__What the task requires__
Lines in the listing below that contain the string "instance" are to be found and copied.

=== Records provided ===

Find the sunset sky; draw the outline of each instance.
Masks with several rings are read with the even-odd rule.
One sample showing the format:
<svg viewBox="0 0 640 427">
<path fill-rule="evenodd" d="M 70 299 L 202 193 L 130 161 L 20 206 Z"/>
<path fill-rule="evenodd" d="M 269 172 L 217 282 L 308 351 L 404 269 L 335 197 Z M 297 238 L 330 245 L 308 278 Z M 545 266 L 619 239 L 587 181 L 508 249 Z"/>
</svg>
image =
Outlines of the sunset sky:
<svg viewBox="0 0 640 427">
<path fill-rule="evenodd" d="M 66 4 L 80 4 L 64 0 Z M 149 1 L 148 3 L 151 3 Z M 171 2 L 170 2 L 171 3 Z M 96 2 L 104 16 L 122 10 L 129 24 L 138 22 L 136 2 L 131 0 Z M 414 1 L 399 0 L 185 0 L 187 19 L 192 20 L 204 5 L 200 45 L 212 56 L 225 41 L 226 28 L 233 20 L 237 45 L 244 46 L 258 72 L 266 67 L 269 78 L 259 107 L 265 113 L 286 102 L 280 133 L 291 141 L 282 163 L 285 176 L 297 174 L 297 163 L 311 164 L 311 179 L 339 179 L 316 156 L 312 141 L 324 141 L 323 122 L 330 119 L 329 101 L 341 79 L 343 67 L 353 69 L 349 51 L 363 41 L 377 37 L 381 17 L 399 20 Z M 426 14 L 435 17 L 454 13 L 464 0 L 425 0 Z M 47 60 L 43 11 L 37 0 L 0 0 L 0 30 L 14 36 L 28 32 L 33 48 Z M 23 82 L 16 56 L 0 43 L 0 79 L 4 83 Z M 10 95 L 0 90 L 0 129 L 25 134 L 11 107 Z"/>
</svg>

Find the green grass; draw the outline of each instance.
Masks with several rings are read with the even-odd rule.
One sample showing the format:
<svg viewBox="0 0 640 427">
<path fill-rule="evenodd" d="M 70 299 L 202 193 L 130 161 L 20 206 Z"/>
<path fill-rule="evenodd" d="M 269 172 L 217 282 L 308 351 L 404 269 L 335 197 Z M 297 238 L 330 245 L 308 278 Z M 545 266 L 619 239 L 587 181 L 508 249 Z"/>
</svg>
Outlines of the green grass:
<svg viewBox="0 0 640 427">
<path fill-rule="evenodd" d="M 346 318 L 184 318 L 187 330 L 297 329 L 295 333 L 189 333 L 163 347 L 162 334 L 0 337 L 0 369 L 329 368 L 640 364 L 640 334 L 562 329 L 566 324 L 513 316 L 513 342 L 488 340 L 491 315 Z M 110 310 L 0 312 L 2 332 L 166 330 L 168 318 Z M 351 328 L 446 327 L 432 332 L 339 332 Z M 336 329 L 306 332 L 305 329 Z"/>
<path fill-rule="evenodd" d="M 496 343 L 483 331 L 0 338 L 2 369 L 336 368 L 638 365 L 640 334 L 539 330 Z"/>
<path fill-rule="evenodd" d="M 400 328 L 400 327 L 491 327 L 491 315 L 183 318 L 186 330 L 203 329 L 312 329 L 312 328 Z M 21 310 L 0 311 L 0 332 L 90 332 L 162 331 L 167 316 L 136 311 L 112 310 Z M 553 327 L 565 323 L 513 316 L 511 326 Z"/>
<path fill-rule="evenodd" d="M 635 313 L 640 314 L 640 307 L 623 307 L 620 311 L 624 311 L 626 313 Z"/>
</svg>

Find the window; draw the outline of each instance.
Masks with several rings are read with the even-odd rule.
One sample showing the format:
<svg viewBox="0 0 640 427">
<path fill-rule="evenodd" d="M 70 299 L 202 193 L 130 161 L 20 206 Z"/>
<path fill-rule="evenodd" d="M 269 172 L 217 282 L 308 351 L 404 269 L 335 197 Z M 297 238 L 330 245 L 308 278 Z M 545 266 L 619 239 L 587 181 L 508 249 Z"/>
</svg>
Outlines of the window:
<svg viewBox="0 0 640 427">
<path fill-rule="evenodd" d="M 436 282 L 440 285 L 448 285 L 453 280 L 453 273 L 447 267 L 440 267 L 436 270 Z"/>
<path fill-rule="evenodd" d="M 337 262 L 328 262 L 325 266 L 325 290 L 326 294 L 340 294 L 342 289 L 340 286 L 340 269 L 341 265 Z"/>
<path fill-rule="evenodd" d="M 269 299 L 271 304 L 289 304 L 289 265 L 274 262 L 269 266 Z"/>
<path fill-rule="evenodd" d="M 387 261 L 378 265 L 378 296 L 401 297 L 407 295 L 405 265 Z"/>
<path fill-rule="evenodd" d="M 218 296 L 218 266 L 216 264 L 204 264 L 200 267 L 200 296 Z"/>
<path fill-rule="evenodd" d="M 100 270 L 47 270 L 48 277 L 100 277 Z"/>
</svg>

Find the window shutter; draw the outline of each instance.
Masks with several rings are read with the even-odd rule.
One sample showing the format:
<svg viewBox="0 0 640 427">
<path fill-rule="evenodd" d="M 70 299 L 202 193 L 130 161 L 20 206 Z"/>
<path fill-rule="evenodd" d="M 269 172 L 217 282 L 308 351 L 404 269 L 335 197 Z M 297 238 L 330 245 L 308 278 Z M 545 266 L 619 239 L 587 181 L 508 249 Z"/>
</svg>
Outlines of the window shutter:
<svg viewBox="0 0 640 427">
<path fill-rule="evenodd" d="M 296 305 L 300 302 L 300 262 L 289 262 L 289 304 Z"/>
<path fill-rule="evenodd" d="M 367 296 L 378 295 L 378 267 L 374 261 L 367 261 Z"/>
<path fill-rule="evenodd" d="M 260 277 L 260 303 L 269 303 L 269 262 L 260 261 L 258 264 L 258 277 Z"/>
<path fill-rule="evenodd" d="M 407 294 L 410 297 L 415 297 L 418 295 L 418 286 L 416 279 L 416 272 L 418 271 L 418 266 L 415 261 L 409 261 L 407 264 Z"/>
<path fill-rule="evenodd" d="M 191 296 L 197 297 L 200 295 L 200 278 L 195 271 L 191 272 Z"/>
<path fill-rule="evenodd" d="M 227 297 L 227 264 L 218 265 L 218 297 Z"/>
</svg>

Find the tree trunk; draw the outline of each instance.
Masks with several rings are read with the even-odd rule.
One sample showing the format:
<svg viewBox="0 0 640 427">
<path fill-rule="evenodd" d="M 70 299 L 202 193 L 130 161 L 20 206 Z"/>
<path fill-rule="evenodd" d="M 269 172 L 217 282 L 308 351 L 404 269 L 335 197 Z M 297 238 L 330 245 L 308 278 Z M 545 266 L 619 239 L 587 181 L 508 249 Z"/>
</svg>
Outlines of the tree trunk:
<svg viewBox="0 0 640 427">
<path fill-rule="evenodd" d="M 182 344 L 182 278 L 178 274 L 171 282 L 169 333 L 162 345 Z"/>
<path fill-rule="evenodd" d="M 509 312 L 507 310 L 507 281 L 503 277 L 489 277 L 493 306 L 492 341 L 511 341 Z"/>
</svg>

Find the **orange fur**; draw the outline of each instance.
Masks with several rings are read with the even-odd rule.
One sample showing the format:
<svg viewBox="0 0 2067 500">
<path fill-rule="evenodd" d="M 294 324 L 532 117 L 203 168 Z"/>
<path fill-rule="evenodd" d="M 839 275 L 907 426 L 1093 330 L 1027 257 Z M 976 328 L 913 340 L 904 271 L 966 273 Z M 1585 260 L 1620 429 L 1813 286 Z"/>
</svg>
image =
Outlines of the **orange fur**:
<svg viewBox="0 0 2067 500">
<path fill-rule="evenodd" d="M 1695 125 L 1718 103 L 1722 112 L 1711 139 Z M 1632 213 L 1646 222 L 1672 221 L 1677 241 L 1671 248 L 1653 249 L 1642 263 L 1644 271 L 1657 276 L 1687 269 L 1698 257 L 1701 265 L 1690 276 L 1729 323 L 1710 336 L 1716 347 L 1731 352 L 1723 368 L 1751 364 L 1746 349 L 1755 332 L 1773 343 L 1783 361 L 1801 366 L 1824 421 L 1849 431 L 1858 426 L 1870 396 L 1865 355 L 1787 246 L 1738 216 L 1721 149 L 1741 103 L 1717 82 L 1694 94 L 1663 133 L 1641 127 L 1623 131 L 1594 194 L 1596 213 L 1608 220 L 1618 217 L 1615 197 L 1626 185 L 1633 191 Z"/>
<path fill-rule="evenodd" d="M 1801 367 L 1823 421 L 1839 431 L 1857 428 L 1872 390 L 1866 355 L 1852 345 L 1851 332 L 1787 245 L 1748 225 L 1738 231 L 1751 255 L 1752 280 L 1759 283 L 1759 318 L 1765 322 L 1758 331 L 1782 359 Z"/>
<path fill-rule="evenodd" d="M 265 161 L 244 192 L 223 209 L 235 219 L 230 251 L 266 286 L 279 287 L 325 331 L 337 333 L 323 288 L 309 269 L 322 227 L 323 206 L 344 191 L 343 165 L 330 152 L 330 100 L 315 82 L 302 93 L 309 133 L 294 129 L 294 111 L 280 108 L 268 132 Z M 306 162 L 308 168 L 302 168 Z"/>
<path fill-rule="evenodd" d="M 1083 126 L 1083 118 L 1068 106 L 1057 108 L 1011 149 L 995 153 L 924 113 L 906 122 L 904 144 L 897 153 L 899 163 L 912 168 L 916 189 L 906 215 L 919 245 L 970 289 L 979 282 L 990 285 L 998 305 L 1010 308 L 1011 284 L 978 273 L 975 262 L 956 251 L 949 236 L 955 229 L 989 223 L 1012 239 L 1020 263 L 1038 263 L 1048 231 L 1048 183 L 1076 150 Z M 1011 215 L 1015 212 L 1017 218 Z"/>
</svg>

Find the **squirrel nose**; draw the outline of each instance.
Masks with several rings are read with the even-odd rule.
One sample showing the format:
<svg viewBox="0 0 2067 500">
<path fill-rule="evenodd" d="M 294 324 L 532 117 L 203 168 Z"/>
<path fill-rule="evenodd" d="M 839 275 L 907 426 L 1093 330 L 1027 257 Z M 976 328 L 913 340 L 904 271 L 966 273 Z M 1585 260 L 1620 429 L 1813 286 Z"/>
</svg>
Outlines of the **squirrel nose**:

===

__Answer to the exercise__
Find the sunset sky; draw the outline of each instance.
Find the green grass; draw the outline of each instance.
Find the window; draw the outline of each instance.
Find the window shutter; draw the outline of each instance.
Find the tree trunk; draw the outline of each instance.
Find the **orange fur**; draw the outline of each instance.
Find the **squirrel nose**; draw the outline of each instance.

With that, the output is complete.